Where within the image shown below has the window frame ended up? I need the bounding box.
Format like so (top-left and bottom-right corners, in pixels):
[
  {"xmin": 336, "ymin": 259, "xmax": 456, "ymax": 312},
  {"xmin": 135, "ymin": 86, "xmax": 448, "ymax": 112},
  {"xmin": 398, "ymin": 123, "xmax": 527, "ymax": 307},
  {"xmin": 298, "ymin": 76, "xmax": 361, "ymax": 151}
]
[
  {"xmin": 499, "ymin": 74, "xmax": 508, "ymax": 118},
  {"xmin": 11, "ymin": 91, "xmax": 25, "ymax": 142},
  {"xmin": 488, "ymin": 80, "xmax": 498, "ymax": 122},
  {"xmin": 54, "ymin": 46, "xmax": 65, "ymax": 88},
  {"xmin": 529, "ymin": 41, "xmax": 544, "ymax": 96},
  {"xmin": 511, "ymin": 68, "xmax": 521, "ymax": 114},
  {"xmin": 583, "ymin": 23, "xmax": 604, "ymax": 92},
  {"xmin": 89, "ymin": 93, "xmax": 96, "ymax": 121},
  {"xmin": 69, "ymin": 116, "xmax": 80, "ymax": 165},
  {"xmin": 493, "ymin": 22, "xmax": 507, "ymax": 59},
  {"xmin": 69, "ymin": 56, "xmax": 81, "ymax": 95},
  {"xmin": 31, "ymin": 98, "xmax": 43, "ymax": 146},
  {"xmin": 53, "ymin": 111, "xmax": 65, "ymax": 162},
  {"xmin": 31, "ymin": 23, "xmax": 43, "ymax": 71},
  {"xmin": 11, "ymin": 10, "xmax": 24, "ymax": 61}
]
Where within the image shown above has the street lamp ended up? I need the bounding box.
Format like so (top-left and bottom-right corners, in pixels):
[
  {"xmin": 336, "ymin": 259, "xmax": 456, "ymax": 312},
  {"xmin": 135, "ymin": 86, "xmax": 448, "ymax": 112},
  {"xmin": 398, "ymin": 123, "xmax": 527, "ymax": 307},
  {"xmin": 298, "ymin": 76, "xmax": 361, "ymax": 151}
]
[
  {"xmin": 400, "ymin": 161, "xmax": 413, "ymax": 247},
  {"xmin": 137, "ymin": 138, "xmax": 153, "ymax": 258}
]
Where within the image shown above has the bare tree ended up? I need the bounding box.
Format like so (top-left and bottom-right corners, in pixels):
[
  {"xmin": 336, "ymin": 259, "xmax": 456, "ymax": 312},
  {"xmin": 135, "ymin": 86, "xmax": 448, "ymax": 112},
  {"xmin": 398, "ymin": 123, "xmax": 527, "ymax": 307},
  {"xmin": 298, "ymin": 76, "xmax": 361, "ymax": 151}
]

> Task to complete: The whole block of data above should be printed again verbatim.

> Result for this task:
Where within the image shown below has the window frame ended up? I need the bounding box.
Format like so (top-left and bottom-right corners, in pixels):
[
  {"xmin": 336, "ymin": 259, "xmax": 456, "ymax": 312},
  {"xmin": 135, "ymin": 86, "xmax": 448, "ymax": 112},
  {"xmin": 398, "ymin": 123, "xmax": 527, "ymax": 307},
  {"xmin": 298, "ymin": 76, "xmax": 361, "ymax": 151}
]
[
  {"xmin": 499, "ymin": 74, "xmax": 508, "ymax": 118},
  {"xmin": 11, "ymin": 91, "xmax": 25, "ymax": 142},
  {"xmin": 488, "ymin": 80, "xmax": 498, "ymax": 122},
  {"xmin": 54, "ymin": 46, "xmax": 65, "ymax": 88},
  {"xmin": 529, "ymin": 41, "xmax": 544, "ymax": 96},
  {"xmin": 511, "ymin": 68, "xmax": 521, "ymax": 114},
  {"xmin": 583, "ymin": 23, "xmax": 604, "ymax": 92},
  {"xmin": 89, "ymin": 93, "xmax": 96, "ymax": 121},
  {"xmin": 69, "ymin": 116, "xmax": 80, "ymax": 165},
  {"xmin": 493, "ymin": 22, "xmax": 507, "ymax": 59},
  {"xmin": 69, "ymin": 56, "xmax": 81, "ymax": 95},
  {"xmin": 31, "ymin": 98, "xmax": 43, "ymax": 146},
  {"xmin": 53, "ymin": 111, "xmax": 65, "ymax": 162},
  {"xmin": 31, "ymin": 23, "xmax": 43, "ymax": 71},
  {"xmin": 11, "ymin": 10, "xmax": 24, "ymax": 61}
]
Where within the image shown above has the street lamp ended up? I need the bounding box.
Format like so (top-left and bottom-right corners, in pixels):
[
  {"xmin": 336, "ymin": 259, "xmax": 456, "ymax": 312},
  {"xmin": 135, "ymin": 86, "xmax": 448, "ymax": 112},
  {"xmin": 398, "ymin": 123, "xmax": 527, "ymax": 307},
  {"xmin": 298, "ymin": 76, "xmax": 361, "ymax": 151}
]
[
  {"xmin": 400, "ymin": 161, "xmax": 413, "ymax": 247},
  {"xmin": 137, "ymin": 138, "xmax": 153, "ymax": 258}
]
Where within the image shown above has the bare tree ended up? I need the bounding box.
Format like so (top-left and bottom-right corners, in pixels):
[
  {"xmin": 336, "ymin": 259, "xmax": 456, "ymax": 312},
  {"xmin": 135, "ymin": 86, "xmax": 448, "ymax": 112},
  {"xmin": 398, "ymin": 123, "xmax": 527, "ymax": 307},
  {"xmin": 298, "ymin": 76, "xmax": 361, "ymax": 151}
]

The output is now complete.